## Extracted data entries
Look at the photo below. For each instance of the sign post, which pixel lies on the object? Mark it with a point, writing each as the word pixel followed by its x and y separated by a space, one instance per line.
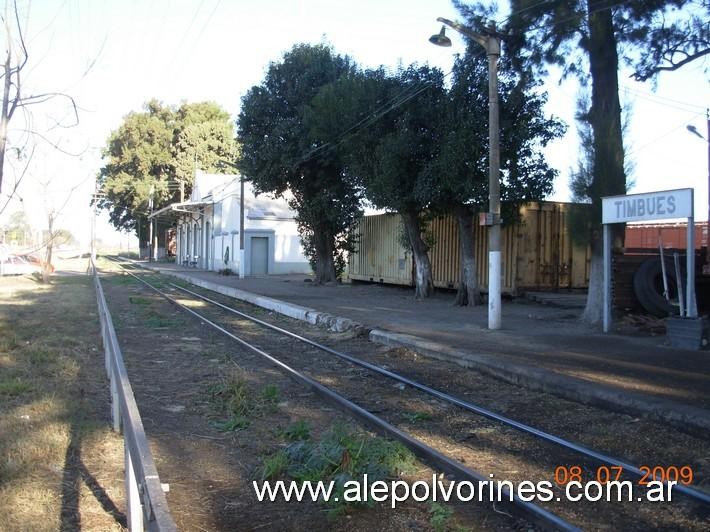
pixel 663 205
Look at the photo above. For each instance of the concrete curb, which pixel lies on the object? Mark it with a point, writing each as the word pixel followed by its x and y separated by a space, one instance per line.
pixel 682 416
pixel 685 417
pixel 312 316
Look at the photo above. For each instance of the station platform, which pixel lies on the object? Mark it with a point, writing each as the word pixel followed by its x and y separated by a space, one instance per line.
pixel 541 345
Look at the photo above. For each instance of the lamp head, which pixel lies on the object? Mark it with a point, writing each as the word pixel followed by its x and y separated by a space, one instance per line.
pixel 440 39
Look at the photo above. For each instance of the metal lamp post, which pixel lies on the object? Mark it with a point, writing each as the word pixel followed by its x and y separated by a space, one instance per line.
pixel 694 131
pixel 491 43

## PROBLEM STATEMENT
Give every line above again exactly, with no pictures.

## EXERCISE RESULT
Look at the photo below. For each instance of the sign post, which pixel lies on the object? Mark it with a point, writing each as the word pixel followed by its x and y separated by a space, one instance per line.
pixel 663 205
Look at the photo above. For each instance of the concrete curb, which pixel lies on the object? Mark it with a point, writing each as the word pixel followed by its x and y separated by a space, one instance per line.
pixel 682 416
pixel 685 417
pixel 312 316
Look at the photo above. For each instance of the station platform, which pixel lies on the object? Mark it with a point, writing each as the word pixel followed by its x and y separated by a space, one instance per line.
pixel 541 345
Look at the photo above. For each instance of the lamp head, which pixel lies on the object? Mark it with a point, writing each as the word pixel followed by its x and y separated by a space, one instance per line.
pixel 440 39
Look at the photo above. For each instance of the metal lamp post, which pixel lies on the object? Mark it with a point, writing each as the word pixel followed by its x and y separated by a space, one instance per line.
pixel 694 131
pixel 491 43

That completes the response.